DATA SHOWN:

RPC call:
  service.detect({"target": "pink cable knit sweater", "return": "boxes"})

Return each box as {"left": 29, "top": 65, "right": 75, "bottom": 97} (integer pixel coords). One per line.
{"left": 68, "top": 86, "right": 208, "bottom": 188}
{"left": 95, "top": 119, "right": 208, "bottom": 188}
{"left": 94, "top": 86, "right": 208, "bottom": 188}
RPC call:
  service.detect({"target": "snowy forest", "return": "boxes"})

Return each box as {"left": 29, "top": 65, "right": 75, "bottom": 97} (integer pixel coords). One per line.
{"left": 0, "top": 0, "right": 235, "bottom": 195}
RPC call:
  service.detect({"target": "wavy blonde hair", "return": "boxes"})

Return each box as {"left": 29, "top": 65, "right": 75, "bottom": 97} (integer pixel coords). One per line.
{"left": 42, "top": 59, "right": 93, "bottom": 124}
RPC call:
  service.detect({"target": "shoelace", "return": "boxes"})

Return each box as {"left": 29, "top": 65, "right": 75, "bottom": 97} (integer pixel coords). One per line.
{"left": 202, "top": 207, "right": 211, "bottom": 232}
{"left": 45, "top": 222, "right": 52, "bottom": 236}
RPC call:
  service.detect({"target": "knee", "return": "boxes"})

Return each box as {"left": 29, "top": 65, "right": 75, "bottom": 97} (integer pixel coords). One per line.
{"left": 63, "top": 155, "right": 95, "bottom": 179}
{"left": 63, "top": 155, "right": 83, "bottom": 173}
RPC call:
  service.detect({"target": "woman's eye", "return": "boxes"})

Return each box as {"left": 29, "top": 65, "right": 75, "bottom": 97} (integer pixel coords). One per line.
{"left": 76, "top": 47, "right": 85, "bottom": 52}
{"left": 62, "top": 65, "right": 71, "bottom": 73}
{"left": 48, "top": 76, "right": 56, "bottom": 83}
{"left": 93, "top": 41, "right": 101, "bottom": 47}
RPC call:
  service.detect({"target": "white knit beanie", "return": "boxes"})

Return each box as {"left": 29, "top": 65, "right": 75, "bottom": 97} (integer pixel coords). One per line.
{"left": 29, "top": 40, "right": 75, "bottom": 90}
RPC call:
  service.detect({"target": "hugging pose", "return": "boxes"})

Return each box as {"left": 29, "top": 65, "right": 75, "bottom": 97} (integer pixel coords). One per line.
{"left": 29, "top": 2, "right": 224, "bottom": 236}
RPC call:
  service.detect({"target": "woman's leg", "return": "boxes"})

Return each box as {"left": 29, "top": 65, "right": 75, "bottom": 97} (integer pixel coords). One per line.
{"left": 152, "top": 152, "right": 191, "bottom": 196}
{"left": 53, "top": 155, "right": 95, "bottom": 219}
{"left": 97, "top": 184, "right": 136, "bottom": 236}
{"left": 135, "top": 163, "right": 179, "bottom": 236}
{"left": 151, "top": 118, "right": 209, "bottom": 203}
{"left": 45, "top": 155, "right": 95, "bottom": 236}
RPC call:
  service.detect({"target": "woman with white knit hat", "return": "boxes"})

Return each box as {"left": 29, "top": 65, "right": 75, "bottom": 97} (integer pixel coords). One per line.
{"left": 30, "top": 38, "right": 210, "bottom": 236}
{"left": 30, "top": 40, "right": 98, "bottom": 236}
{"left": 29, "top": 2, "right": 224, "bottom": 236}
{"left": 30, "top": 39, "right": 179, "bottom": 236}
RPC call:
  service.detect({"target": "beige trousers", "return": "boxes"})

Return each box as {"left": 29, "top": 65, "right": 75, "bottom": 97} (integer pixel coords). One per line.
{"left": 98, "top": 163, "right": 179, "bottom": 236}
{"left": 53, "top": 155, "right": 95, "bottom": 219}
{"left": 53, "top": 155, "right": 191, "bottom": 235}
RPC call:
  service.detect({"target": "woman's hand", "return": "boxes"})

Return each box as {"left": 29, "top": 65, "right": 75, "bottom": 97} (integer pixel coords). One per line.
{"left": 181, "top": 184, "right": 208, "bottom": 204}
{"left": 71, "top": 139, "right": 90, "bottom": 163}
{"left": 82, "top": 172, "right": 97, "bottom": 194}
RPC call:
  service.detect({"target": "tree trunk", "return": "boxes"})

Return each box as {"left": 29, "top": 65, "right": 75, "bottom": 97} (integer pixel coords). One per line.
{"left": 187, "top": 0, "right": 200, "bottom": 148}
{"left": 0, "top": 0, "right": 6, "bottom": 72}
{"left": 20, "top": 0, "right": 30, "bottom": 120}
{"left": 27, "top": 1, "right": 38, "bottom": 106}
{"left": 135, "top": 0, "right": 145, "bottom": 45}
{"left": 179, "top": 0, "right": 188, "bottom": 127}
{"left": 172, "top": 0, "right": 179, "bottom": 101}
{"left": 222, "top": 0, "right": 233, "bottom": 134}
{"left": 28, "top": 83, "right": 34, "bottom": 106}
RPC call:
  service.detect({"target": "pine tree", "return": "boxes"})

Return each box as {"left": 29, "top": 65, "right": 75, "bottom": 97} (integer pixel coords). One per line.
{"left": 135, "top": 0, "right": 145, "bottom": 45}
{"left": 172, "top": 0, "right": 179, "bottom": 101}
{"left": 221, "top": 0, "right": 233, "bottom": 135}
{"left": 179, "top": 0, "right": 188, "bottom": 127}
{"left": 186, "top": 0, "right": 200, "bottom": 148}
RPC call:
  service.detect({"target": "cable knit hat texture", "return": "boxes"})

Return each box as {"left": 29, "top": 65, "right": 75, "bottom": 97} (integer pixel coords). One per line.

HOW TO COMPLETE THIS TASK: Your reply must contain each entry, reproduced exactly.

YOUR RESPONSE:
RPC call:
  service.detect({"target": "pink cable knit sweater", "return": "boxes"})

Return each box as {"left": 29, "top": 65, "right": 75, "bottom": 97} (integer pixel coords). One per line.
{"left": 68, "top": 86, "right": 208, "bottom": 188}
{"left": 95, "top": 119, "right": 208, "bottom": 188}
{"left": 94, "top": 86, "right": 208, "bottom": 188}
RPC call:
  service.detect({"target": "snowy forest", "return": "boxes"})

Return each box as {"left": 29, "top": 65, "right": 75, "bottom": 97} (integer pixel coords). One per line.
{"left": 0, "top": 0, "right": 235, "bottom": 195}
RPC call:
  service.detect({"target": "wavy blonde hair", "return": "boxes"})

Return each box as {"left": 29, "top": 65, "right": 75, "bottom": 97} (integer pixel coords). One per line.
{"left": 42, "top": 59, "right": 93, "bottom": 124}
RPC call:
  service.detect({"target": "shoelace", "return": "boxes"})

Return each box as {"left": 29, "top": 65, "right": 75, "bottom": 97} (integer pixel coords). One per line.
{"left": 202, "top": 207, "right": 211, "bottom": 232}
{"left": 45, "top": 222, "right": 52, "bottom": 236}
RPC call:
  service.detect({"target": "knee", "return": "boxes"})

Return each box as {"left": 29, "top": 65, "right": 75, "bottom": 97} (integer pixel coords). One per line.
{"left": 63, "top": 155, "right": 95, "bottom": 179}
{"left": 63, "top": 155, "right": 83, "bottom": 173}
RPC call:
  service.detect({"target": "woman's eye", "return": "boxes"})

Return each box as {"left": 29, "top": 65, "right": 75, "bottom": 97} (integer pixel coords). One per line.
{"left": 76, "top": 47, "right": 85, "bottom": 52}
{"left": 62, "top": 65, "right": 71, "bottom": 73}
{"left": 48, "top": 76, "right": 56, "bottom": 83}
{"left": 93, "top": 41, "right": 101, "bottom": 47}
RPC call:
  service.detect({"target": "white knit beanie", "return": "boxes"})

Return each box as {"left": 29, "top": 65, "right": 75, "bottom": 97} (integer pixel coords). One per line.
{"left": 29, "top": 40, "right": 75, "bottom": 90}
RPC call:
  service.detect({"target": "hugging pose", "return": "boxes"})

Return each box as {"left": 29, "top": 65, "right": 75, "bottom": 97} (integer pixel coords). One per line.
{"left": 29, "top": 2, "right": 224, "bottom": 236}
RPC call:
  service.detect({"target": "woman's leg", "return": "boxes"})

Return each box as {"left": 29, "top": 65, "right": 75, "bottom": 97} (integer pixel coords). One per line.
{"left": 152, "top": 152, "right": 191, "bottom": 196}
{"left": 53, "top": 155, "right": 95, "bottom": 219}
{"left": 97, "top": 184, "right": 136, "bottom": 236}
{"left": 135, "top": 163, "right": 179, "bottom": 236}
{"left": 151, "top": 118, "right": 209, "bottom": 203}
{"left": 45, "top": 155, "right": 95, "bottom": 236}
RPC call:
  service.detect({"target": "woman with white knit hat", "return": "boxes"})

Return each box as {"left": 29, "top": 65, "right": 75, "bottom": 97} (integer pixel coords). One per line.
{"left": 30, "top": 38, "right": 210, "bottom": 236}
{"left": 30, "top": 40, "right": 98, "bottom": 236}
{"left": 29, "top": 2, "right": 224, "bottom": 236}
{"left": 30, "top": 39, "right": 179, "bottom": 236}
RPC call:
  service.detect({"target": "beige trousers", "return": "boxes"})

Return each box as {"left": 29, "top": 65, "right": 75, "bottom": 97} (integer pixel coords). One per line.
{"left": 98, "top": 163, "right": 179, "bottom": 236}
{"left": 53, "top": 155, "right": 95, "bottom": 219}
{"left": 53, "top": 155, "right": 191, "bottom": 235}
RPC call:
  service.detect({"target": "woman's hand", "return": "boxes"})

Return each box as {"left": 29, "top": 65, "right": 75, "bottom": 97} (integer pixel coords). One per line.
{"left": 181, "top": 184, "right": 208, "bottom": 204}
{"left": 71, "top": 139, "right": 90, "bottom": 163}
{"left": 82, "top": 172, "right": 97, "bottom": 194}
RPC call:
  service.detect({"target": "tree trunk", "return": "boxes"})

Return each box as {"left": 29, "top": 65, "right": 75, "bottom": 97} (integer pixel coords). One per line.
{"left": 187, "top": 0, "right": 200, "bottom": 148}
{"left": 0, "top": 0, "right": 6, "bottom": 72}
{"left": 20, "top": 0, "right": 30, "bottom": 120}
{"left": 27, "top": 1, "right": 38, "bottom": 106}
{"left": 135, "top": 0, "right": 145, "bottom": 45}
{"left": 179, "top": 0, "right": 188, "bottom": 127}
{"left": 172, "top": 0, "right": 179, "bottom": 101}
{"left": 222, "top": 0, "right": 233, "bottom": 134}
{"left": 28, "top": 83, "right": 34, "bottom": 106}
RPC call:
  service.detect({"target": "pine tree", "return": "boxes"})

Return each box as {"left": 29, "top": 65, "right": 75, "bottom": 97} (integer pixel coords). One per line.
{"left": 135, "top": 0, "right": 145, "bottom": 45}
{"left": 172, "top": 0, "right": 179, "bottom": 101}
{"left": 221, "top": 0, "right": 233, "bottom": 135}
{"left": 179, "top": 0, "right": 188, "bottom": 127}
{"left": 186, "top": 0, "right": 200, "bottom": 148}
RPC call:
  service.detect({"target": "cable knit hat texture", "return": "boxes"})

Return each box as {"left": 29, "top": 65, "right": 75, "bottom": 97} (integer pixel coords). One per line.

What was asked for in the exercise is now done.